About this exercise — Go through the data below and copy each line where the word "before" occurs.

Data extracts —
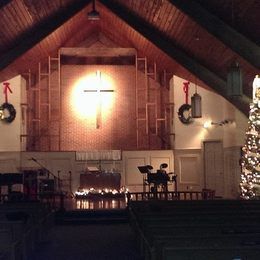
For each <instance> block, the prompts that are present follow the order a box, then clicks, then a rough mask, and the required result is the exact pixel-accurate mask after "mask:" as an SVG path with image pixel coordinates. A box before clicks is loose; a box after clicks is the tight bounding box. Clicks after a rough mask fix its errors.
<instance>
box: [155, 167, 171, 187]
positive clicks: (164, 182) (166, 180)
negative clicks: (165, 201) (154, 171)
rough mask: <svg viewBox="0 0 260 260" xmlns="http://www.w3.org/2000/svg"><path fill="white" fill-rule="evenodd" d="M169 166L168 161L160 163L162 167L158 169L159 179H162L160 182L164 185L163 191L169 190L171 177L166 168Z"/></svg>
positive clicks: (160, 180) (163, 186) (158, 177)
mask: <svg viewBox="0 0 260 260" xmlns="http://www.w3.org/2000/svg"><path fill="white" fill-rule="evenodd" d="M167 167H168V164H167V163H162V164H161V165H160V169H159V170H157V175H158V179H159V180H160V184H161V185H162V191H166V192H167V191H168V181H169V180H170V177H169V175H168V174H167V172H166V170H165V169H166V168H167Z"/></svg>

* * *

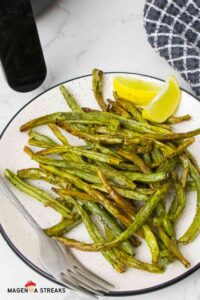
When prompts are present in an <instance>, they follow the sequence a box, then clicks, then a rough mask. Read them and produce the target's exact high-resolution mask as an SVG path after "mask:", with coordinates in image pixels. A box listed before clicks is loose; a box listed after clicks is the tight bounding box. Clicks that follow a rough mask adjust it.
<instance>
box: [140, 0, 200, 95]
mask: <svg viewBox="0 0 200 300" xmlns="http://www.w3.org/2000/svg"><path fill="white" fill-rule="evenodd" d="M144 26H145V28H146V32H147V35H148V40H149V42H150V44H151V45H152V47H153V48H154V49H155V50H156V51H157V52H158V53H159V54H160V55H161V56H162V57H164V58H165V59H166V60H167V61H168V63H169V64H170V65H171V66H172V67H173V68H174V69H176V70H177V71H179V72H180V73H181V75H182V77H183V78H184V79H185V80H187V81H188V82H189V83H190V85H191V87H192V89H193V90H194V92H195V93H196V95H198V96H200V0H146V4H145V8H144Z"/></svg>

==

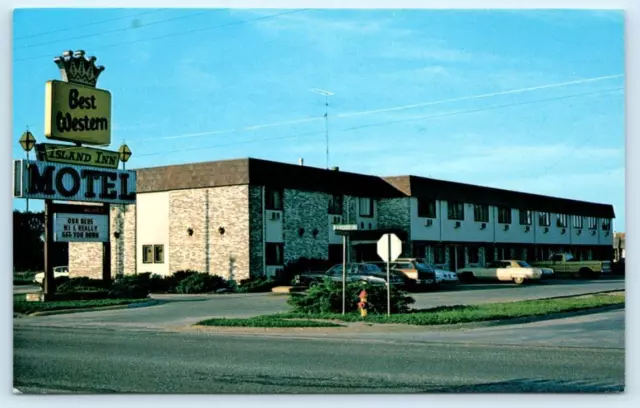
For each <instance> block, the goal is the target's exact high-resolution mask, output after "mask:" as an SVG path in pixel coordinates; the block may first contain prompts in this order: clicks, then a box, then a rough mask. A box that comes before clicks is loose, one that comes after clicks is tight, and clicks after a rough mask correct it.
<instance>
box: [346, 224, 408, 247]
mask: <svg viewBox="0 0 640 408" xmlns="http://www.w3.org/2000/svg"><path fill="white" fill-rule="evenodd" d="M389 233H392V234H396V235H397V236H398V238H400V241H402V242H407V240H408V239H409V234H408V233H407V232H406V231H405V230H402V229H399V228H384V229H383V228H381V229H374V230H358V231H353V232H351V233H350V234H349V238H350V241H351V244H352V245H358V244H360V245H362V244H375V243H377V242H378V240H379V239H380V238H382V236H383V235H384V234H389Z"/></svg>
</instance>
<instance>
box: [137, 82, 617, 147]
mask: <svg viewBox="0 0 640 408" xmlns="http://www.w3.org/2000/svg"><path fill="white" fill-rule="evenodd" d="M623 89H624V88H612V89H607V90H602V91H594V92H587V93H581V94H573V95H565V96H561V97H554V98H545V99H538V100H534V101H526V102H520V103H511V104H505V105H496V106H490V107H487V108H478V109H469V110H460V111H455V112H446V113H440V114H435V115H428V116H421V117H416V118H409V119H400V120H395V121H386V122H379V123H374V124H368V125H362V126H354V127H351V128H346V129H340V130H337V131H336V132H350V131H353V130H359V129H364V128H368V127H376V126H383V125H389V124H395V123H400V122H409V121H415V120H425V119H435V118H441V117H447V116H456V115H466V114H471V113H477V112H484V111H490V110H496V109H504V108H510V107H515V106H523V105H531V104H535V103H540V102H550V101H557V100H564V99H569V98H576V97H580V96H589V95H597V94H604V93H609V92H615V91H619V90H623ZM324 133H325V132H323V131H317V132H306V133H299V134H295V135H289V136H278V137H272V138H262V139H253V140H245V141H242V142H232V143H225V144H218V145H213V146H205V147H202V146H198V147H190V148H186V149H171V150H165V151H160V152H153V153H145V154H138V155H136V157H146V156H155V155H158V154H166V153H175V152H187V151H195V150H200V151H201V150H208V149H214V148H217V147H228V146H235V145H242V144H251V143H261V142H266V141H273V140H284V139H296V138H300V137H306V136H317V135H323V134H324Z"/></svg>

Solution for this problem —
For each <instance> block, the prompts that are present follow the order a box, then clicks, then a rough mask, and the required result is the exact pixel-accurate mask after "mask:" as an SVG path with image pixel coordinates. A box before clicks is loose; a box after clicks is the tight bounding box. Clicks after a rough mask fix its errors.
When prompts are present in an <instance>, they follow the sequence a box, then clicks, then a rough mask. Read them and produce the target's exact high-resolution mask as an SVG path after "mask:", with coordinates in image pixels. A box listed before clicks is loose; a box listed after clicks is the tight bounding box. Clicks that follow a rough mask adjust it.
For each <instance> block, the goal is the target's exact high-resolution mask, output after "mask:" as an SVG path in pixel coordinates; the block may first contain prompts in this order: clicks, then a box, then a rough mask. A box that comes before clicks is loose, one that comes after clicks is tight, and clicks after a rough mask correct it.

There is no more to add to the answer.